▸ What you will do
Take each line of the records below that contains the string "jacket" and copy it.

Start of Block

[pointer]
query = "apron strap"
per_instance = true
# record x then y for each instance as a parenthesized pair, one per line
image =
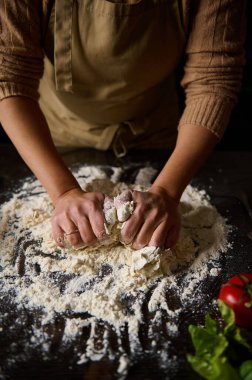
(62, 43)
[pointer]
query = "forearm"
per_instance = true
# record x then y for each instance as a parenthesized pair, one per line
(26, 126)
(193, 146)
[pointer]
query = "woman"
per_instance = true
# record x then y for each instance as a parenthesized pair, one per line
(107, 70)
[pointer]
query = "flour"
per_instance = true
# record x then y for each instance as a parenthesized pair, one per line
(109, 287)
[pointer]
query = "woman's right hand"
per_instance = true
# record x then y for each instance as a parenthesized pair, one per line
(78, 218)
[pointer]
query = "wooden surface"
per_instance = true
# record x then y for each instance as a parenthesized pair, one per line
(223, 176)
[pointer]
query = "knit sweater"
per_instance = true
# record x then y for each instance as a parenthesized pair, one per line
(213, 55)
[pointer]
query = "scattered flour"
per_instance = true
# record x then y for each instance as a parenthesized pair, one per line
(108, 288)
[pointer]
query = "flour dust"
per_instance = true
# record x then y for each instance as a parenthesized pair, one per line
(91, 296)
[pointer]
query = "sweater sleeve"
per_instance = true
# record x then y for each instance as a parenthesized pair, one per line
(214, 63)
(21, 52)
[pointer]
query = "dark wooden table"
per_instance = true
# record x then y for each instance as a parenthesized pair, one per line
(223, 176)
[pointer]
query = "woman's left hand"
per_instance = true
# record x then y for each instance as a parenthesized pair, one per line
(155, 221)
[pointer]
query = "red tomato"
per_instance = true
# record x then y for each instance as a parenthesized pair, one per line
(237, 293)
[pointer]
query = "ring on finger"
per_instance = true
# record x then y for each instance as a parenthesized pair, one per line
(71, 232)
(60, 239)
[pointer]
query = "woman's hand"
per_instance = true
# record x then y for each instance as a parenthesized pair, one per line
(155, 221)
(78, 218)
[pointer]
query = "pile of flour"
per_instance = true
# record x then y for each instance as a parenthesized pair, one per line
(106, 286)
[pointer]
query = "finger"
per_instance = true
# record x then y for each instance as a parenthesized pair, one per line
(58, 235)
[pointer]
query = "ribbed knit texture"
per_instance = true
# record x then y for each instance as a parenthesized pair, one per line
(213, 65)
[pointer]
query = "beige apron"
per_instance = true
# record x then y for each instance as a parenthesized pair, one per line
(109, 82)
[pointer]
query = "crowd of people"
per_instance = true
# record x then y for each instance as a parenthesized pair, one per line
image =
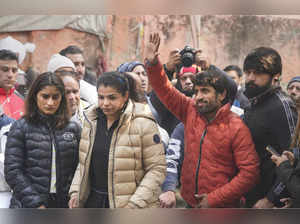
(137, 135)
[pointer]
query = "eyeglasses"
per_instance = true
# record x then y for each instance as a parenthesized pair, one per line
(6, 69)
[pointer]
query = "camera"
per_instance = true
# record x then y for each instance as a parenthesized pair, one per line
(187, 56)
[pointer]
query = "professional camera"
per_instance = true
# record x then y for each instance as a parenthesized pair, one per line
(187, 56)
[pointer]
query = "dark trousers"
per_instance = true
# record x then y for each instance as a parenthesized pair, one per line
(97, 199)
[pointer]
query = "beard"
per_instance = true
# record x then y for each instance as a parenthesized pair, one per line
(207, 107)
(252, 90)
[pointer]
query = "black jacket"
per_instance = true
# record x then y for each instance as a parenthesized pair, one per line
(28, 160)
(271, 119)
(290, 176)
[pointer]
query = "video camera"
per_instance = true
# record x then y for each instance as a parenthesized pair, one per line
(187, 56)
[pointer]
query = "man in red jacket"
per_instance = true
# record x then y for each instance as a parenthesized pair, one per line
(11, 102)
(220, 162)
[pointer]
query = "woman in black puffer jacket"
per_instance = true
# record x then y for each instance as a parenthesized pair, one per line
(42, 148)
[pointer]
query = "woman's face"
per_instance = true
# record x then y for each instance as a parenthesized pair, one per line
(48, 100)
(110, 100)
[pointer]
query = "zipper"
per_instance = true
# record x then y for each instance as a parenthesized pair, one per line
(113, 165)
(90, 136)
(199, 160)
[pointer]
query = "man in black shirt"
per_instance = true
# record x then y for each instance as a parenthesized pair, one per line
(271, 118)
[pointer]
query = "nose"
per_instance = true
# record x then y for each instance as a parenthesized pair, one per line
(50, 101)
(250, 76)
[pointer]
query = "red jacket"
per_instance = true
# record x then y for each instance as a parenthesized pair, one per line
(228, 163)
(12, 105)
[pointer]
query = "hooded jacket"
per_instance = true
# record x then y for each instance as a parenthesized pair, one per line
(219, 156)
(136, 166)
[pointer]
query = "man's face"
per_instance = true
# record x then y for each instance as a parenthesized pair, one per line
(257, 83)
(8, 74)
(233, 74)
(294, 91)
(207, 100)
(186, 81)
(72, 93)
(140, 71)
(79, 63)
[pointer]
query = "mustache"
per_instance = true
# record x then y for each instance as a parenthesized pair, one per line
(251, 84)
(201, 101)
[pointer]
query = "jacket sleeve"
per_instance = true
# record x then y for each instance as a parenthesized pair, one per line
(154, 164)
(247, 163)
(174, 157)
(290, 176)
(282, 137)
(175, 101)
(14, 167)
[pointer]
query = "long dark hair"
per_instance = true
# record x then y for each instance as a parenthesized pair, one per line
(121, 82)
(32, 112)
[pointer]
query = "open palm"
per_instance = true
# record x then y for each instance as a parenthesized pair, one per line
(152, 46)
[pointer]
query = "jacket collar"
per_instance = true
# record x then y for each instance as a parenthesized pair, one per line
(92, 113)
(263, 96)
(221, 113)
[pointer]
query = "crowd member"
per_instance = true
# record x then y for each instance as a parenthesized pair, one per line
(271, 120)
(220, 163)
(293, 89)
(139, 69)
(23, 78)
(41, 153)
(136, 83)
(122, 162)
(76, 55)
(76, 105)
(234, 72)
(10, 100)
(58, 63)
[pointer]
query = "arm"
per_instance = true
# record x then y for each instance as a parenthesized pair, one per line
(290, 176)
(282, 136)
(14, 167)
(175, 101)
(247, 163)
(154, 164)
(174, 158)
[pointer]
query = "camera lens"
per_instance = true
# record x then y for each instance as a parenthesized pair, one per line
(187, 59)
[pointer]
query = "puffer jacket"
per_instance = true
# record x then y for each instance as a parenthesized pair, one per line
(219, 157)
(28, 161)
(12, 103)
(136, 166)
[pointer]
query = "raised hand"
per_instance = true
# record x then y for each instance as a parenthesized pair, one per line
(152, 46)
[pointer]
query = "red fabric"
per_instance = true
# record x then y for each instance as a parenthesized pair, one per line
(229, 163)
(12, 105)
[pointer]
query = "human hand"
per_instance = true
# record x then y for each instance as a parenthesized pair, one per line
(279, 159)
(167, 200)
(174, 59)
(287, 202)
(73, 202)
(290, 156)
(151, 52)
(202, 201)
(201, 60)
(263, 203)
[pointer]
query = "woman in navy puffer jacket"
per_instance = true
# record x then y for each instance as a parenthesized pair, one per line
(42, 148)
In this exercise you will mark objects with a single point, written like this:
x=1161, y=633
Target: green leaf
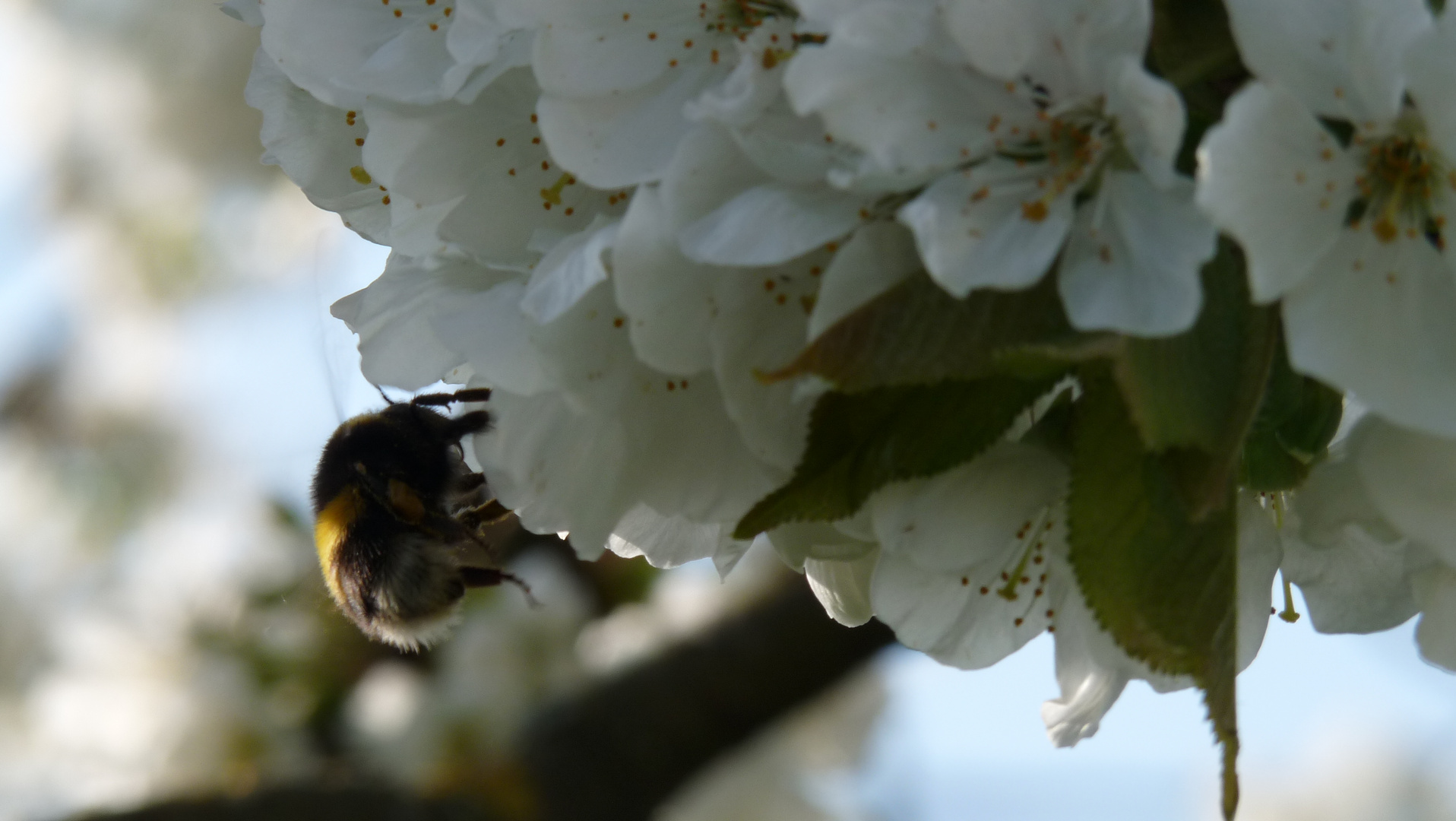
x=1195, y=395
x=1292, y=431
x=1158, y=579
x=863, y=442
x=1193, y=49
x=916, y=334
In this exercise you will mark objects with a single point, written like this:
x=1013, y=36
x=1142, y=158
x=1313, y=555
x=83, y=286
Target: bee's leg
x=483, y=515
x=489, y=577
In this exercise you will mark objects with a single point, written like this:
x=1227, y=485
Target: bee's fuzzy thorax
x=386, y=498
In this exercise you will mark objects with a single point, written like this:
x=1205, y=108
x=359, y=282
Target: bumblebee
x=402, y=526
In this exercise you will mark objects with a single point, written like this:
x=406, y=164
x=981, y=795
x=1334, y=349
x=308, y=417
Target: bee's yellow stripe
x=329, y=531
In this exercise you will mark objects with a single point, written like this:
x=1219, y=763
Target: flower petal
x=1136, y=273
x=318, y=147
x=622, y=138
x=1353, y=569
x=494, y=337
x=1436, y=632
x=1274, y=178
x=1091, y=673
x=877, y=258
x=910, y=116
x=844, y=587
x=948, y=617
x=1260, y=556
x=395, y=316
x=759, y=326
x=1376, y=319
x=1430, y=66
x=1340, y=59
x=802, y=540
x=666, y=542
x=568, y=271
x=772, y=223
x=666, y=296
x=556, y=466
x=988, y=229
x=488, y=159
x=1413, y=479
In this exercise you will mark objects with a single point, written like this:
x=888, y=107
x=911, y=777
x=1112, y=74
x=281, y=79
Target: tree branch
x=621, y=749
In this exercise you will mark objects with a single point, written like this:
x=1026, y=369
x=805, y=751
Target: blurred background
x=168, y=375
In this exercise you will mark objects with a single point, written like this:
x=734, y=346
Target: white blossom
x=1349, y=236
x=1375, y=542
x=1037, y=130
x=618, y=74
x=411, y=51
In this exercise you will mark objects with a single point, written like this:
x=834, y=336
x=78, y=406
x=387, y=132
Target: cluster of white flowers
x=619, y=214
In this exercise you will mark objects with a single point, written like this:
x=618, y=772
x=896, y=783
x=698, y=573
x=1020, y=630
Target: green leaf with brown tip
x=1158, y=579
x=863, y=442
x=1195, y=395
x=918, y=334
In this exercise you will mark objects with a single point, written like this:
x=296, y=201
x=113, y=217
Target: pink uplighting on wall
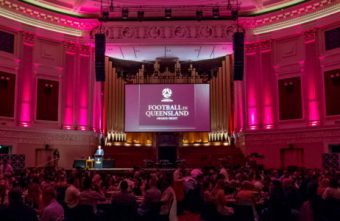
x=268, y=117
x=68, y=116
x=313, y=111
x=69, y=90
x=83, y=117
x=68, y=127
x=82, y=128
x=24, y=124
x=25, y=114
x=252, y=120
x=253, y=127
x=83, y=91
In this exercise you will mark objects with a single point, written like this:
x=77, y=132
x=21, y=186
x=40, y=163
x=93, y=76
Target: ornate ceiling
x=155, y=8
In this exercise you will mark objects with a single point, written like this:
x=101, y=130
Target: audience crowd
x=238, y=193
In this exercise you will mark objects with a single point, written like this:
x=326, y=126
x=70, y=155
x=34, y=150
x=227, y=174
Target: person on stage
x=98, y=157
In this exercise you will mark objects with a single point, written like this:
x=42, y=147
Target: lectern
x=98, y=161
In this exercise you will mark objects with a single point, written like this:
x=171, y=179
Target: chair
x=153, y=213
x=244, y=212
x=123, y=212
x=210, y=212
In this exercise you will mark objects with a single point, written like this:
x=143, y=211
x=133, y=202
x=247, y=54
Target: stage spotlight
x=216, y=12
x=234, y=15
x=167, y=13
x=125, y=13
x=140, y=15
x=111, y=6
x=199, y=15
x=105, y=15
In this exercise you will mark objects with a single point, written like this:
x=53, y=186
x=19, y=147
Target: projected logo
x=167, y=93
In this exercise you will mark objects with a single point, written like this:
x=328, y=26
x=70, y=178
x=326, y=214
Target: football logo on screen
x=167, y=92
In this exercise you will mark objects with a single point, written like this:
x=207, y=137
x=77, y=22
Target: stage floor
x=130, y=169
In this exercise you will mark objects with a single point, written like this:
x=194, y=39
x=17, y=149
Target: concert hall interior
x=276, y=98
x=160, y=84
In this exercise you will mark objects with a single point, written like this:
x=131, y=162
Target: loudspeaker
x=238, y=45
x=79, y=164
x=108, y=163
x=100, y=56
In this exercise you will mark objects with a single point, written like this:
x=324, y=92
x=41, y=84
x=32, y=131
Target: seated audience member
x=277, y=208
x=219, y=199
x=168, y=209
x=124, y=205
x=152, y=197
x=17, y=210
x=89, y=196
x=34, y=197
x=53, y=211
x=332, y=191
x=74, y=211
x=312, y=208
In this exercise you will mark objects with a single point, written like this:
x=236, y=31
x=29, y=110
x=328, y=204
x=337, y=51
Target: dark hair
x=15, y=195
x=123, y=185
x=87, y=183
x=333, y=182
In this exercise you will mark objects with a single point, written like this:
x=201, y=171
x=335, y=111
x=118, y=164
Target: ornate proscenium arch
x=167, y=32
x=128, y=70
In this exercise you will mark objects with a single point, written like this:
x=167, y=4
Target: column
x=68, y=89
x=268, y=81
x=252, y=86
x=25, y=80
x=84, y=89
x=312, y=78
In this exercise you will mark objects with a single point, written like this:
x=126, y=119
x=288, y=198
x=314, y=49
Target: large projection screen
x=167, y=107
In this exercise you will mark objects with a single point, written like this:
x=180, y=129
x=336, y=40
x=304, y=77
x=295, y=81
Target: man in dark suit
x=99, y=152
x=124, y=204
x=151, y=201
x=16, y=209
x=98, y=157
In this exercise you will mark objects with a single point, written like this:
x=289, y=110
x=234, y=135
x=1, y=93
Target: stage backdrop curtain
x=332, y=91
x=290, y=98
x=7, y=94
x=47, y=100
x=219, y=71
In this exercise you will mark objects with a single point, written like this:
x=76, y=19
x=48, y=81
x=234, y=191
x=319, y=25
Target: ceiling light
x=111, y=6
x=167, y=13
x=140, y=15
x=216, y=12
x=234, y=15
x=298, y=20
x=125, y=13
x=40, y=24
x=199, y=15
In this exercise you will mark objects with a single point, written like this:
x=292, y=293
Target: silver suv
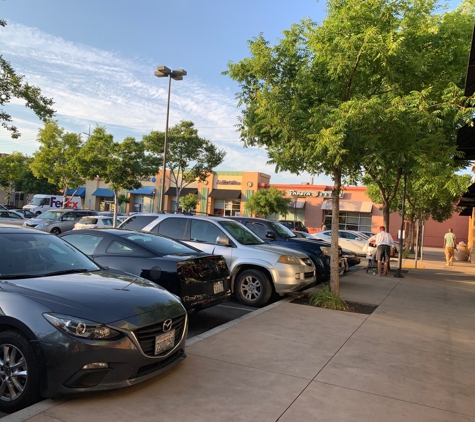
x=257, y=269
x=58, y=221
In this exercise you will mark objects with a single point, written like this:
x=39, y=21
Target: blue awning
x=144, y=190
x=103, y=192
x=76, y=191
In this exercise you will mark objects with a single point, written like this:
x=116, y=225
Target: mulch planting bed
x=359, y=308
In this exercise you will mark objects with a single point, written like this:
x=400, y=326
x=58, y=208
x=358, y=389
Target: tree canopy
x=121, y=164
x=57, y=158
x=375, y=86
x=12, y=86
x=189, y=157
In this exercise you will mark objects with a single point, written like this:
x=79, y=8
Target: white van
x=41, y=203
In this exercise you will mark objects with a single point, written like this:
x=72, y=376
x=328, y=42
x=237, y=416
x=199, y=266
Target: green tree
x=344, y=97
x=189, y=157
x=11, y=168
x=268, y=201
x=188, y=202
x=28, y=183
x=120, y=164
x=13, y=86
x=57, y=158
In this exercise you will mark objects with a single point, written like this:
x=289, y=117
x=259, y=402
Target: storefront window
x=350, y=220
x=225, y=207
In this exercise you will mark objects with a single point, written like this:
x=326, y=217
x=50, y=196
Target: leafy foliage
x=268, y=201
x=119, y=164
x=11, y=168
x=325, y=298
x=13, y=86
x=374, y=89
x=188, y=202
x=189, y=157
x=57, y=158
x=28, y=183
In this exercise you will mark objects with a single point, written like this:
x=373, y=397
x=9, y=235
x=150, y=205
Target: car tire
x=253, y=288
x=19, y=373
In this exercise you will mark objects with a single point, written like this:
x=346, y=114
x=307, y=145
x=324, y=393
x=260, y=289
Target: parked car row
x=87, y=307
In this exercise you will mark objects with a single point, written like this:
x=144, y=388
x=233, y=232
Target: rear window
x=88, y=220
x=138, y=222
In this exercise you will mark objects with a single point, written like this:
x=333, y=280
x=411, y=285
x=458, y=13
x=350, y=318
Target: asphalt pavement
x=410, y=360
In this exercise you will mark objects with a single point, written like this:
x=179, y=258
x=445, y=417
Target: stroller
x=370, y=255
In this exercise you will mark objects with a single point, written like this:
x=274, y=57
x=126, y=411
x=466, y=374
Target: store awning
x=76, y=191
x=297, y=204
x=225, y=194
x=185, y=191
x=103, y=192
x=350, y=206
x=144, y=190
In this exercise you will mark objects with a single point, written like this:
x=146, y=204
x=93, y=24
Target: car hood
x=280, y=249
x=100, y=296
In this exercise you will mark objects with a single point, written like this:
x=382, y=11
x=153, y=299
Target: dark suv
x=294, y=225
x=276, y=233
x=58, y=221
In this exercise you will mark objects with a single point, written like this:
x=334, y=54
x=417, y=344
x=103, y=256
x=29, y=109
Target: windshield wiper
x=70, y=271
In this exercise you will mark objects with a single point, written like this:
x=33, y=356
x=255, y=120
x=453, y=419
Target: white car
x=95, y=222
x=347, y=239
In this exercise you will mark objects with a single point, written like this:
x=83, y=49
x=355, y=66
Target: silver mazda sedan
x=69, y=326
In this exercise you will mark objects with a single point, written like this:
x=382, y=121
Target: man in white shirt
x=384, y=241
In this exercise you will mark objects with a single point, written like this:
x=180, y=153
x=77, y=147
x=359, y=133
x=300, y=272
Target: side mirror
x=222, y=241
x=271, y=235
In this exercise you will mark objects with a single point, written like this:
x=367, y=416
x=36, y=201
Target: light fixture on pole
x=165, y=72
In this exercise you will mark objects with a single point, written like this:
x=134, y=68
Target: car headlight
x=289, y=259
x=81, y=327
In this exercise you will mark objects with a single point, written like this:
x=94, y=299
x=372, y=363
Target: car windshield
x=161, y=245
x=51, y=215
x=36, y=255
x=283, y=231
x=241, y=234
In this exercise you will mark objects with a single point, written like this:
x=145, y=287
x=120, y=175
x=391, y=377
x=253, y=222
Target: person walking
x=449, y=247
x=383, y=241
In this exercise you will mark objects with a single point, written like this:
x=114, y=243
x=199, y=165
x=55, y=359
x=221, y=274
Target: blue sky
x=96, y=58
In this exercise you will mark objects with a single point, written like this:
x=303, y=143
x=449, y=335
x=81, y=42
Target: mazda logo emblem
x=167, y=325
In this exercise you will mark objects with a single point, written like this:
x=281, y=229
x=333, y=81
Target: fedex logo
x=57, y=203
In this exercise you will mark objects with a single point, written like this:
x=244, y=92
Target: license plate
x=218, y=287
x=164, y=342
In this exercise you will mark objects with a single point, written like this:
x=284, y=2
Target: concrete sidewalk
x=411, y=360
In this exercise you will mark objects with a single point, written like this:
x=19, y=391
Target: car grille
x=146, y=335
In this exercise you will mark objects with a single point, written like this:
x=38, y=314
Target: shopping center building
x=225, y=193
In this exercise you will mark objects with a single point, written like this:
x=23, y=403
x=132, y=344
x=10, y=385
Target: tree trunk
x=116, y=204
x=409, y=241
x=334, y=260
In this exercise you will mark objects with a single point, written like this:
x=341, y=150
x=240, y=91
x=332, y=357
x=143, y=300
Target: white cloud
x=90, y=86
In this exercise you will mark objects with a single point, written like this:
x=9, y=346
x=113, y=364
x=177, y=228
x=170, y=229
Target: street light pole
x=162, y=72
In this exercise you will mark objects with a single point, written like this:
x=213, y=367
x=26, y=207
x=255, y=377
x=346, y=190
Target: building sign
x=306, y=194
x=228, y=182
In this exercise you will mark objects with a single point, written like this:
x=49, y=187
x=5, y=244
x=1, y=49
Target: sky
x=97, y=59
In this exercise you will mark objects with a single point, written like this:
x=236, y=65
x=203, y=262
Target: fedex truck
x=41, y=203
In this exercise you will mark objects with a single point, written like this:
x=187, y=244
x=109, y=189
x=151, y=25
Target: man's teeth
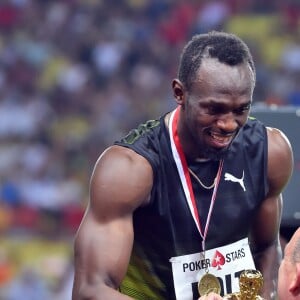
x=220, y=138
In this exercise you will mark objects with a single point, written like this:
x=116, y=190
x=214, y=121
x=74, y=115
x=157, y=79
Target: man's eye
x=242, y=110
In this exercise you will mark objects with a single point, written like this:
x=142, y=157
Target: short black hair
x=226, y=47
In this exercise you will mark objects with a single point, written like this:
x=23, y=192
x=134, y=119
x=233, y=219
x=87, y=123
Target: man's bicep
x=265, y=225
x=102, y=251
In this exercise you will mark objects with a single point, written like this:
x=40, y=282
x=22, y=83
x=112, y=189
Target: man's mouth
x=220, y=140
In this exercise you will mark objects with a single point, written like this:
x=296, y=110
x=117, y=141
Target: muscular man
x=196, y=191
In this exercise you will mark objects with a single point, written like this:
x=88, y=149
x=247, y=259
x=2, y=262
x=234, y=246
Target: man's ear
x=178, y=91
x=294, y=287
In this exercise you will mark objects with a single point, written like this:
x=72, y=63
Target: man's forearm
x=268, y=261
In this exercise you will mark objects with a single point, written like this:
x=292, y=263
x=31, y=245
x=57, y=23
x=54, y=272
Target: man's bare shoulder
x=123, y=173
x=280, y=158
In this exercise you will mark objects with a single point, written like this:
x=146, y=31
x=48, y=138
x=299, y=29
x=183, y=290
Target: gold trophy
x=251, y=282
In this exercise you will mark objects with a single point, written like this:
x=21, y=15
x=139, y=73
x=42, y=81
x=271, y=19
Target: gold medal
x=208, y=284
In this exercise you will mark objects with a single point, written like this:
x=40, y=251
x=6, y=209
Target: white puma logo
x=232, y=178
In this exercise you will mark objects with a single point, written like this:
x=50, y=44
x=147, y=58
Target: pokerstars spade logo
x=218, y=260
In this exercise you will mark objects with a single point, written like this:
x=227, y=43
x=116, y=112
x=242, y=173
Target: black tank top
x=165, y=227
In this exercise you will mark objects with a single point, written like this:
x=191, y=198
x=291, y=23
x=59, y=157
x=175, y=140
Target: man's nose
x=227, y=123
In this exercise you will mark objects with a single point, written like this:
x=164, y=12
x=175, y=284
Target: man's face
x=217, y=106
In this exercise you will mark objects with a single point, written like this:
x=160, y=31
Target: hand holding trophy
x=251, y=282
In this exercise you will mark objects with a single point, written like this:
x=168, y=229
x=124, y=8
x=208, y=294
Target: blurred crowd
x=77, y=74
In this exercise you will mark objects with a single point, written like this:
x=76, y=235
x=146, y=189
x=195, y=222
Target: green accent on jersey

End of Block

▸ Solution to this problem
query = "black jacket"
query = "man in red jacket"
query = "woman in black puffer jacket"
query = "red jacket"
query = "hooded jacket"
query = "jacket sleeve"
query = "jacket collar"
query = "puffer jacket"
query = "woman in navy puffer jacket"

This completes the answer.